▶ Text extract

Start

# First cutout. It was a hot hive.



## Erik (May 1, 2012)

I read something on the internet and have tried it only once with success. That is to work at night in as dark of conditions as possible with a red light (I put red plastic over the front of my LED Maglight). Without white light to fly 99% of the bees just crawl, crawl, crawl making them easy to get with the bee vac. No doubt cut-outs are MESSY, STICKY, GOOEY messes. Yech. We too have AHB in TX and they'll follow you nearly forever. I haven't gotten stung through my Ultra Breeze suit but they'll cover my leather gloves in stingers. Since they don't give up it usually means trying to drive away with the full suit on getting honey from the gloves all over my steering wheel, keys, etc. 

Next time I do a cut-out I'm taking a bucket of soapy water to at least wash off the gloves before I have to touch everything in the car.

Congrats on your first cut-out! I did my first for free because I was OJT'ing it but did just do my first paid one for $100. What do other people charge for cut-outs? Do you do a flat rate or adjust the quote/bill for the job?


----------



## CaBees (Nov 9, 2011)

Very interesting and sorry you got stung so many times. My question is why would you want to take any brood frames from this hive if they are Africanized bees? How much honey did you get?


----------



## jdawdy (May 22, 2012)

I just watched McCartney Taylor's videos on crush and straining, and I figure I'll end up with about 2 gallons of honey. Maybe more. I'm sure I could have gotten more honey out if I had taken a bit more care separating out the brood from the honey. I was so freaked out by the bees attacking me, the huge chunks of comb falling on my head, all while being balanced precariously on some old furniture, that I just tossed comb in whatever I had available.

I figured I'd try ordering a mated queen and seeing if I could requeen the hive. At this point I'm just not sure I got enough bees out alive. It looks like there are only about 100 or so that made it.

Erik- if I were going to make a habit of this, I'd charge at least $100 for an uncomplicated removal (< 2hrs) of a non-aggressive hive. Non-aggressive meaning that they leave you alone once you leave the area. If it were a complicated removal, or an aggressive hive, I'd start at $150, and probably give a quote based on the job. 
I am finding that everyone seems to think beekeepers should do this stuff for free.

The honey I cut out is EXCELLENT.


----------



## BattenkillJB (May 9, 2012)

End

▶ Required actions
(a) Translate this sentence from the forum thread on the first hive cutout into Spanish: "Next time I do a cut-out I'm taking a bucket of soapy water to at least wash off the gloves before I have to touch everything in the car."
(b) Write the next part of the forum thread on the first hive cutout, picking up after its last line.

▶ Material supplied

Start

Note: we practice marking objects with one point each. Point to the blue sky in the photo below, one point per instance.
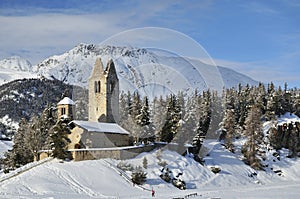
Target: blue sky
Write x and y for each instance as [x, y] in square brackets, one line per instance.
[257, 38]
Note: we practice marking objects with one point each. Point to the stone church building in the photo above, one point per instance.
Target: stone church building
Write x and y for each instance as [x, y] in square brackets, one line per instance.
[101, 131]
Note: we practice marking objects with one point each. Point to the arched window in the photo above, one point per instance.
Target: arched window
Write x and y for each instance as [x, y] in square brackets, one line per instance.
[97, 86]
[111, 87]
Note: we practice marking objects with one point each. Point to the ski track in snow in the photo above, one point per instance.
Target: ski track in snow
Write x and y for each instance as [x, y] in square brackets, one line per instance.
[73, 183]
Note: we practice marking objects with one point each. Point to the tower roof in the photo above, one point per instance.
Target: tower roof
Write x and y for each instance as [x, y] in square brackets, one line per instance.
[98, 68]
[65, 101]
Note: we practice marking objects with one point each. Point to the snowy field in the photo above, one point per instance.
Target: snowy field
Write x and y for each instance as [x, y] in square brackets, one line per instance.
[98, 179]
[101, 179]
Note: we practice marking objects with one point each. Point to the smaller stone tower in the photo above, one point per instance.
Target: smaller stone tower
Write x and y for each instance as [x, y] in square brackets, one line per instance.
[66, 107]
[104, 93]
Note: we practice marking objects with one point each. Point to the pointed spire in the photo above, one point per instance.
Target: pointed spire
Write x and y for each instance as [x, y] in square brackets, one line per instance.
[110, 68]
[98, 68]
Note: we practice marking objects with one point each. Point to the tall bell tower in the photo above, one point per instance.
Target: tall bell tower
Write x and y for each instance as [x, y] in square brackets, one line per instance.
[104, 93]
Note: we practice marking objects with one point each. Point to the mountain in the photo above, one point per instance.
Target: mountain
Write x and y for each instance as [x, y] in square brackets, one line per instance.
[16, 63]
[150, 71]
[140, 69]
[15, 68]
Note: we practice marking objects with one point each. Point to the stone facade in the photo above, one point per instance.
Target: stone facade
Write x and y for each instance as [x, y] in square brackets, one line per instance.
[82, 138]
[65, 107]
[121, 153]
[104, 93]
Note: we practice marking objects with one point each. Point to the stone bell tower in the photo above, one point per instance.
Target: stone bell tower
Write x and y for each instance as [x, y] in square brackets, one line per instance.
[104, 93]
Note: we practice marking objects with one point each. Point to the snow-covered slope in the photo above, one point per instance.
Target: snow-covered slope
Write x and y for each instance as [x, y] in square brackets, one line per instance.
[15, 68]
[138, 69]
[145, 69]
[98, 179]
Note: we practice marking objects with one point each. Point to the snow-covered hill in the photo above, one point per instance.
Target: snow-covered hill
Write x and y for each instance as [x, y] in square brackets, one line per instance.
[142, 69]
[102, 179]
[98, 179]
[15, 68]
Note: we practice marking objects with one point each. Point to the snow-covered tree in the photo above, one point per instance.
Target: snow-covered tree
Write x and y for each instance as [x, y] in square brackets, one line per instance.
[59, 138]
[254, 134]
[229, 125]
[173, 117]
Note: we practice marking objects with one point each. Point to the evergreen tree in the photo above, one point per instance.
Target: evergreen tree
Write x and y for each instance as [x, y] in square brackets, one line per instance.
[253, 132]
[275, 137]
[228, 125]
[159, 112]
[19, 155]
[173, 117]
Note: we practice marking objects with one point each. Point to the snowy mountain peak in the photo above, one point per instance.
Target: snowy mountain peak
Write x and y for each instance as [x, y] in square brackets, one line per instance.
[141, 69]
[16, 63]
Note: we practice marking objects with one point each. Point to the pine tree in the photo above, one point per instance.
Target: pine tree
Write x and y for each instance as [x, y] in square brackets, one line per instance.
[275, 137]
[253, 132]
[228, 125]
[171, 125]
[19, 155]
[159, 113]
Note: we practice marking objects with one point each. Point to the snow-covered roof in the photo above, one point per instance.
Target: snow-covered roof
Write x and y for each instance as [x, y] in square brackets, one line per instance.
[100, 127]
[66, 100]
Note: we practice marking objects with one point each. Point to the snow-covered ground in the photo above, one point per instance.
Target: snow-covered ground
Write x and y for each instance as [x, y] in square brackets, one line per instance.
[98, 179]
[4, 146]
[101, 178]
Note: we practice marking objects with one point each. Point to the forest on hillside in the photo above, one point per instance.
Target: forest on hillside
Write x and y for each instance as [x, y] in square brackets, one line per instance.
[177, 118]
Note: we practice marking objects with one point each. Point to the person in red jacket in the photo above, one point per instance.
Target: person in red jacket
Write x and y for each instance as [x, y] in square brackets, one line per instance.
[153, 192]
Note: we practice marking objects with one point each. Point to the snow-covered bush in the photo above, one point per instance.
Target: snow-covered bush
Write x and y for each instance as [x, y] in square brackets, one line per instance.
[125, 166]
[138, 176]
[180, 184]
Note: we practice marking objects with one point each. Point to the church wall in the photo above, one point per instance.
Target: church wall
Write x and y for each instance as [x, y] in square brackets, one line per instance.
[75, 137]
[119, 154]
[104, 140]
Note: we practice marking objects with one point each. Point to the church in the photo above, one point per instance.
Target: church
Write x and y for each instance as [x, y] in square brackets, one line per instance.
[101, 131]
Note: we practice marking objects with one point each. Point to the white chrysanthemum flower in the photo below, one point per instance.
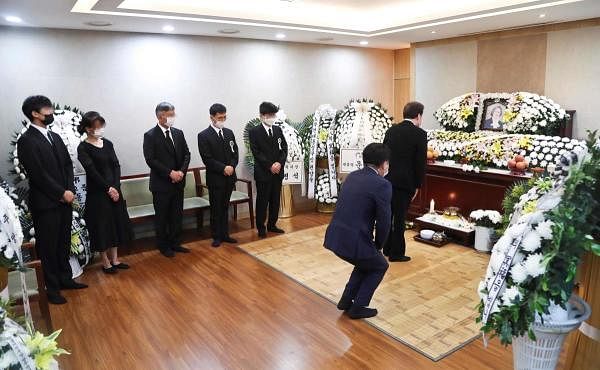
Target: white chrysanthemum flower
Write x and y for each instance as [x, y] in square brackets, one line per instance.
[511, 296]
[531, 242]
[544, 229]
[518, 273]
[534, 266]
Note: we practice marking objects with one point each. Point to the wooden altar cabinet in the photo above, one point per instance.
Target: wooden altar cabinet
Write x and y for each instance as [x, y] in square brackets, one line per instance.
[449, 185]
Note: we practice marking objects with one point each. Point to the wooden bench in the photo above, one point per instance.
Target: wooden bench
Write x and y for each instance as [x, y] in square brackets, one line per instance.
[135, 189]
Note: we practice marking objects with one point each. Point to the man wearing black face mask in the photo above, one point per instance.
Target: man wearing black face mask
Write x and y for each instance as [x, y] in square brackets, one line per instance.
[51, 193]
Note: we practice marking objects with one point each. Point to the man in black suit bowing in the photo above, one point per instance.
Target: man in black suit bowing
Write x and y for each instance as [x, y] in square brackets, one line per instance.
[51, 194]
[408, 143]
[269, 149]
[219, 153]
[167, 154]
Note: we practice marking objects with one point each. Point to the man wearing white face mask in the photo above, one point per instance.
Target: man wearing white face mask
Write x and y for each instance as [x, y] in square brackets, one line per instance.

End

▶ The results
(a) La próxima vez que haga una extracción de colmena, voy a llevar un cubo de agua jabonosa para al menos lavar los guantes antes de tener que tocar todo en el coche.

(b)
I didn't read anything about a bee vacuum. I can't imagine trying to collect a large hive without a bee vacuum setup and a couple of collecting buckets. Simple and cheap is to intercept a commercial shop vacuum with customized 5 gallon collecting buckets. Never vacuum directly as the sound will kill the bees and the honey coated bees will kill the vacuum. Hope you enjoy your feral bees. I am very fond of mine and I found they calmed down once they accepted a new queen and got to work. I don't know about anyone else but night time is just not been good time to disturb bees. Its nonsense that they do not fly at night if they are protecting an opened hive. Not my experience at all. Removing bees from a building is not something I would ever do again unless I was paid or was doing someone a great favor.


----------



## kangaroo (Oct 10, 2010)

The few cutouts I have done, I try not to smoke, but spray them with sugar water. They don't fly and the are busy getting the sugar water off and don't have time to bother with you vacuuming them up or putting the comb in frames.


----------



## rtoney (Apr 20, 2011)

I have not found that less then 2 hour removal yet when it came to a cut out. The bees and honey are great to obtain but my time is worth something so if it's a cut out I charge and base it more on a days work. Sounds like you had fun though I always consider honey comb on the head a good time.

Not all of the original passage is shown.